*GOAL OF THE EXERCISE:*
For each line below, return an exact copy.

=== Section Start ===

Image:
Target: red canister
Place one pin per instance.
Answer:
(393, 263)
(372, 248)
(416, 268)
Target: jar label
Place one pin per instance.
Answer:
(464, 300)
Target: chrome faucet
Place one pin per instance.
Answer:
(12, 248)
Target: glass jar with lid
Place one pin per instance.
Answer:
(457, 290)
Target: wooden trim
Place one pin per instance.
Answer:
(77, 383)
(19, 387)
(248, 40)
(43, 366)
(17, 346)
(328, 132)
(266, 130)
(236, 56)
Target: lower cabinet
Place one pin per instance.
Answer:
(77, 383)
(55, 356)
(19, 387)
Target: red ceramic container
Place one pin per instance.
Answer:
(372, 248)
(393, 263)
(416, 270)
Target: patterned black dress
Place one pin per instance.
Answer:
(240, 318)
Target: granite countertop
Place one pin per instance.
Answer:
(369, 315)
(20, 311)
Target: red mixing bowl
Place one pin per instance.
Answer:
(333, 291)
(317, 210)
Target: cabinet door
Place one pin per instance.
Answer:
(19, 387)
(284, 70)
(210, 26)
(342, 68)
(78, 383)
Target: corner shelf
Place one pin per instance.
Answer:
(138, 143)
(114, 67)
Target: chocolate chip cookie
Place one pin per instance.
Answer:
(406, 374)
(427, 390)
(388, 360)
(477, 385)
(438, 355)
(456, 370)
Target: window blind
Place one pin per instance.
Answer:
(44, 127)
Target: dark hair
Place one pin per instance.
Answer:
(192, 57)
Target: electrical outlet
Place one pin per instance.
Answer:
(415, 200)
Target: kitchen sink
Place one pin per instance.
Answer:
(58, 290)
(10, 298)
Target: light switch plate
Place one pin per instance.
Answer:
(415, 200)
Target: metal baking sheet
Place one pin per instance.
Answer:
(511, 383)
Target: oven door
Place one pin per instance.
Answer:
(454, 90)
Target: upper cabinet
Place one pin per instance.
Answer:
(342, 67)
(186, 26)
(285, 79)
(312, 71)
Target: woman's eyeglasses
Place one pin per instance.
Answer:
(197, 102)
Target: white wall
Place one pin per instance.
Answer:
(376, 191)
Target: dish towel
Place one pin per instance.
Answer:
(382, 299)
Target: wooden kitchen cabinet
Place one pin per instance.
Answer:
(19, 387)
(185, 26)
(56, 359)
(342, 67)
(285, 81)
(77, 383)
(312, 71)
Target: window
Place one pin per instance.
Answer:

=== Section End ===

*THE COMPLETED TASK:*
Image:
Target: red canister
Place one pin per instance.
Answer:
(393, 263)
(372, 248)
(416, 268)
Target: jar label
Place one pin per instance.
Answer:
(464, 300)
Target: chrome faucet
Place one pin per instance.
Answer:
(12, 248)
Target: glass jar with lid
Place one pin per instance.
Answer:
(457, 290)
Target: wooden trim
Place one pin per instance.
Answer:
(77, 383)
(19, 387)
(248, 40)
(43, 366)
(17, 346)
(328, 132)
(266, 130)
(236, 56)
Target: lower cabinet
Place one pin per instance.
Answer:
(77, 383)
(55, 356)
(19, 387)
Target: red ceramic container
Place one pin per instance.
Answer:
(372, 248)
(393, 263)
(416, 270)
Target: patterned black dress
Place one pin per instance.
Answer:
(240, 318)
Target: granite countertop
Place one pin per instance.
Answer:
(369, 315)
(20, 311)
Target: red mixing bowl
Place one pin per instance.
Answer:
(333, 291)
(317, 210)
Target: cabinet door
Place one pin per instance.
Answer:
(19, 387)
(284, 70)
(210, 26)
(342, 68)
(78, 383)
Target: corner shelf
Place one pin per instance.
Answer:
(138, 143)
(114, 67)
Target: chocolate chip cookie
Place one pin per instance.
Answer:
(406, 374)
(427, 390)
(388, 360)
(477, 385)
(438, 355)
(456, 370)
Target: window blind
Place one pin per instance.
Answer:
(44, 127)
Target: dark hair
Place one pin per instance.
Answer:
(192, 57)
Target: electrical outlet
Place one pin per instance.
Answer:
(415, 200)
Target: kitchen sink
Place one pin per instance.
Answer:
(58, 290)
(10, 298)
Target: light switch plate
Place one pin per instance.
Answer:
(415, 200)
Target: metal baking sheet
Place one pin per instance.
Answer:
(511, 383)
Target: oven door
Place one pin per instance.
Answer:
(454, 90)
Target: upper cabinet
Place one pin per instance.
Answer:
(342, 67)
(186, 26)
(285, 79)
(312, 71)
Target: woman's eyeglasses
Place one pin per instance.
Answer:
(197, 102)
Target: white wall
Place one pin per instance.
Answer:
(376, 191)
Target: dish towel
Place one pin per instance.
Answer:
(382, 299)
Target: wooden kitchen cabinet
Place one pin per instance.
Answer:
(19, 387)
(185, 26)
(56, 359)
(342, 67)
(285, 81)
(77, 383)
(312, 71)
Target: window
Place one pin per instance.
Answer:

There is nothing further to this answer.